── ENTRIES SUPPLIED

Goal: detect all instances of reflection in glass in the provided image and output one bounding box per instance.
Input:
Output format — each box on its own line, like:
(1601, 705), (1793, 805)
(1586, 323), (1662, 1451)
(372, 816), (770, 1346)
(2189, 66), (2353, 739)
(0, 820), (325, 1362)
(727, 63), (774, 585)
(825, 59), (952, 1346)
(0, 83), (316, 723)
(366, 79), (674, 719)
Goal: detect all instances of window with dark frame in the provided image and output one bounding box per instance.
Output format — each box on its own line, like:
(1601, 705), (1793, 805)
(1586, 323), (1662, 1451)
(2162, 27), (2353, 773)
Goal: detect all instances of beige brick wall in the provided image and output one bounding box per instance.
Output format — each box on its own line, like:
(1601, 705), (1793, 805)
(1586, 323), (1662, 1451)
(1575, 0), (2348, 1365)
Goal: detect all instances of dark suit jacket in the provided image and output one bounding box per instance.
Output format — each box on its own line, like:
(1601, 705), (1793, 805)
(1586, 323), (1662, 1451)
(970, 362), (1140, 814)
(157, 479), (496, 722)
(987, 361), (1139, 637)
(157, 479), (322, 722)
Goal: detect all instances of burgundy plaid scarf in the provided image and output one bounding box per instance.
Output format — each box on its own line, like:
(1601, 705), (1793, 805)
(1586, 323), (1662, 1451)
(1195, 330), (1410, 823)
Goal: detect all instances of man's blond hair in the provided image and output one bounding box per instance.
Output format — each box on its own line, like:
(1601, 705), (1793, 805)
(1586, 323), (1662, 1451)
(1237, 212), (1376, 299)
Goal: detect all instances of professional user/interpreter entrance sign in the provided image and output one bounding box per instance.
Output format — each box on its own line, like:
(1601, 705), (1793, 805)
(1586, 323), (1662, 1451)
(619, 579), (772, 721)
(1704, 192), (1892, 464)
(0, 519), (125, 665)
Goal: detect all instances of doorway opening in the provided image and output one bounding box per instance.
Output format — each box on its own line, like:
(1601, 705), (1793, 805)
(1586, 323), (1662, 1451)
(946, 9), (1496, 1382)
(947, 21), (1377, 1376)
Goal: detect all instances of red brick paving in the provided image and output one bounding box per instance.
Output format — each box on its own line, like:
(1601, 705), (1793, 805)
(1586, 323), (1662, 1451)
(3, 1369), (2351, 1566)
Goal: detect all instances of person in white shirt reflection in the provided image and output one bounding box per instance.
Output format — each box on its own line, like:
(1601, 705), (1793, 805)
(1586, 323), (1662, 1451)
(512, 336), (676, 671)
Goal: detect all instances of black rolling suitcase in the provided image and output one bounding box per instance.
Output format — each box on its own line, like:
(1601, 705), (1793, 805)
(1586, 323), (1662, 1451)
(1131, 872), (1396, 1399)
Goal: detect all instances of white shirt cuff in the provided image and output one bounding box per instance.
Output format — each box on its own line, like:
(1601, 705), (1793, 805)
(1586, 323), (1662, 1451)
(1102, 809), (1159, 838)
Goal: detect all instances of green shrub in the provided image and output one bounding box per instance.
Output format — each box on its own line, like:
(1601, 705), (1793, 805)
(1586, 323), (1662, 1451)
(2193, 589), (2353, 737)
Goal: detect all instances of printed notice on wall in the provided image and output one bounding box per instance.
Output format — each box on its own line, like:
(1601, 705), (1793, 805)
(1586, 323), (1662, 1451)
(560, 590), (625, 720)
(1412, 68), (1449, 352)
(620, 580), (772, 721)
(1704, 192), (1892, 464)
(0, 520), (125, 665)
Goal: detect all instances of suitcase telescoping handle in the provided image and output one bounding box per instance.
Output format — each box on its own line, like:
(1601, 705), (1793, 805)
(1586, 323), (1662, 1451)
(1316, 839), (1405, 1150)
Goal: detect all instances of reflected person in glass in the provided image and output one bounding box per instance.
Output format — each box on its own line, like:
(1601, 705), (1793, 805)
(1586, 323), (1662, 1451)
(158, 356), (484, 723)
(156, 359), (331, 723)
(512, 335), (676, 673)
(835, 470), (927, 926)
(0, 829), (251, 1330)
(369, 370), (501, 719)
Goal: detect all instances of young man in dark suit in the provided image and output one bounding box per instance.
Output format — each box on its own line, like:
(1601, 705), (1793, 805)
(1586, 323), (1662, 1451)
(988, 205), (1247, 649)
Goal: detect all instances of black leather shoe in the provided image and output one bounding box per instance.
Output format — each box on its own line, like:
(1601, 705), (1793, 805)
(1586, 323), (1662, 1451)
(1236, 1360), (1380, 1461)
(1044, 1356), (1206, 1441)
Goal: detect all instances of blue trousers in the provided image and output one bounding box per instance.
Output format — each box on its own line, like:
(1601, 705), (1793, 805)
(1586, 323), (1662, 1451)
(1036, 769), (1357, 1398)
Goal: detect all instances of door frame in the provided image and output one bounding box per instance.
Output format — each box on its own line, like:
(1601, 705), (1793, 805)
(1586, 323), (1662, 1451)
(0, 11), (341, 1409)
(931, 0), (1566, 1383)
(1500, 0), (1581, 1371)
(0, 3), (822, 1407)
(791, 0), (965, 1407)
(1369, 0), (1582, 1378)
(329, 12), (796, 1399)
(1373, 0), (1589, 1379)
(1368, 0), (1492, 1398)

────

WHAT THIS TASK INVOLVES
Extract each line of the listing above, copying it word for word.

RESULT
Goal: detect all instances of reflection in glass in the provided image and output one bounding box per instance.
Input:
Output format — each box on its own line, like:
(1601, 705), (1793, 805)
(1586, 323), (1662, 1451)
(372, 816), (770, 1346)
(2189, 66), (2353, 739)
(0, 820), (325, 1362)
(727, 63), (774, 585)
(825, 59), (952, 1346)
(0, 83), (316, 723)
(366, 79), (674, 719)
Goal: detect all instances of window with dark frame in the provided image and output one bounding box per instance.
Output format — each box on its own line, like:
(1601, 705), (1793, 805)
(1586, 323), (1662, 1451)
(2162, 27), (2353, 773)
Goal: detect all instances of beige brick wall in the provided image and output one bounding box per instance.
Output format — each box on its own line, like:
(1601, 705), (1793, 805)
(1586, 323), (1662, 1451)
(1575, 0), (2348, 1365)
Goal: detect all instances of dark suit jacket in the provided image and output one bounding box per instance.
Output format — each box on its own line, like:
(1601, 705), (1793, 805)
(1586, 323), (1662, 1451)
(970, 362), (1140, 814)
(157, 479), (496, 722)
(987, 361), (1139, 637)
(157, 479), (322, 722)
Goal: detect all instances of burgundy plaid scarf in the provided image and output one bounding box per instance.
Output format — each box on its own line, like:
(1601, 705), (1793, 805)
(1586, 323), (1662, 1451)
(1195, 330), (1410, 823)
Goal: detect all instances of man's blond hair in the provided image and output one bounding box per instance.
Output format — each box on its own line, like:
(1601, 705), (1793, 805)
(1586, 323), (1662, 1451)
(1237, 212), (1376, 299)
Goal: detect all instances of professional user/interpreter entrance sign in the provided image and output one bounding box per instance.
Output format — each box on its own line, like:
(1601, 705), (1793, 805)
(1586, 323), (1662, 1451)
(619, 579), (772, 721)
(1704, 192), (1892, 464)
(0, 519), (125, 665)
Goal: detect all instances of doorway opening in the provided image and output one bounding box per instance.
Output format — each box on its own line, like:
(1601, 705), (1793, 805)
(1586, 323), (1662, 1451)
(946, 9), (1496, 1382)
(947, 21), (1377, 1376)
Goal: detect all instances of red brick paving in the provided image and output one bounding box per instance.
Output format — each box on its own line, like:
(1601, 705), (1793, 805)
(1586, 323), (1662, 1451)
(3, 1369), (2351, 1566)
Goal: detect all instances of person in white shirt reflection in the provided image and output one bounding box per instance.
Output format — each box on its own line, like:
(1601, 705), (1793, 805)
(1586, 323), (1662, 1451)
(512, 336), (676, 671)
Goal: detect all instances of black rolling suitcase in the provided image and output one bounding box per instance.
Output format — each box on its own line, like:
(1601, 705), (1793, 805)
(1586, 323), (1662, 1451)
(1131, 872), (1396, 1399)
Goal: detect all instances of white shirt cuff in the provided image and output one bounding box per instance.
Output format — each box on its own line, like:
(1601, 705), (1793, 805)
(1586, 323), (1662, 1451)
(1102, 809), (1159, 838)
Goal: detect all instances of green shrub in the provided image and output one bounding box per instance.
Output format — each box on its own line, like:
(1601, 705), (1793, 805)
(1586, 323), (1662, 1451)
(2193, 589), (2353, 737)
Goal: detect all instances of printed notice on wall in the provided image and output one bounding box per instance.
Output format — each box on its own line, like:
(1601, 705), (1793, 805)
(1586, 323), (1662, 1451)
(560, 590), (625, 720)
(1412, 68), (1449, 352)
(620, 580), (772, 721)
(1704, 192), (1892, 464)
(0, 520), (125, 665)
Goal: detect all instances of suitcase telescoping handle in the provided image and output one bounding box per instance.
Output format — each box on its own line, like:
(1601, 705), (1793, 805)
(1586, 323), (1662, 1451)
(1316, 839), (1405, 1150)
Goal: detect all instances of reflected person in glass in the provided image and output one bounding box per instance.
Output format — each box on its own line, like:
(1601, 705), (1793, 805)
(1586, 323), (1662, 1451)
(158, 356), (484, 723)
(156, 359), (331, 723)
(512, 335), (676, 673)
(835, 470), (927, 926)
(0, 829), (251, 1330)
(369, 370), (501, 719)
Goal: detect all instances of young man in dark suit in the provided image and output one bounding box per instance.
Output format — each box on its own line, like:
(1601, 705), (1793, 805)
(1586, 323), (1662, 1451)
(988, 205), (1247, 649)
Goal: detect all instances of black leather shoe in the provided image and output one bounding box per instance.
Output format — each box on its own line, like:
(1601, 705), (1793, 805)
(1586, 323), (1662, 1451)
(1236, 1360), (1380, 1461)
(1044, 1356), (1206, 1441)
Goal: detect all instances of blue trousers in the provided image and output one bounding box per instance.
Output format — each box on its own line, like:
(1601, 705), (1793, 805)
(1586, 323), (1662, 1451)
(1036, 769), (1357, 1398)
Goal: detect all instances of door frame in the provided image and output one bounding box per instance.
Output format — each box on its own line, like:
(1601, 705), (1793, 805)
(1586, 323), (1662, 1451)
(0, 11), (341, 1409)
(931, 0), (1566, 1383)
(1500, 0), (1581, 1371)
(0, 3), (822, 1407)
(791, 0), (965, 1407)
(1369, 0), (1582, 1378)
(329, 12), (796, 1399)
(1373, 0), (1589, 1379)
(1368, 0), (1492, 1398)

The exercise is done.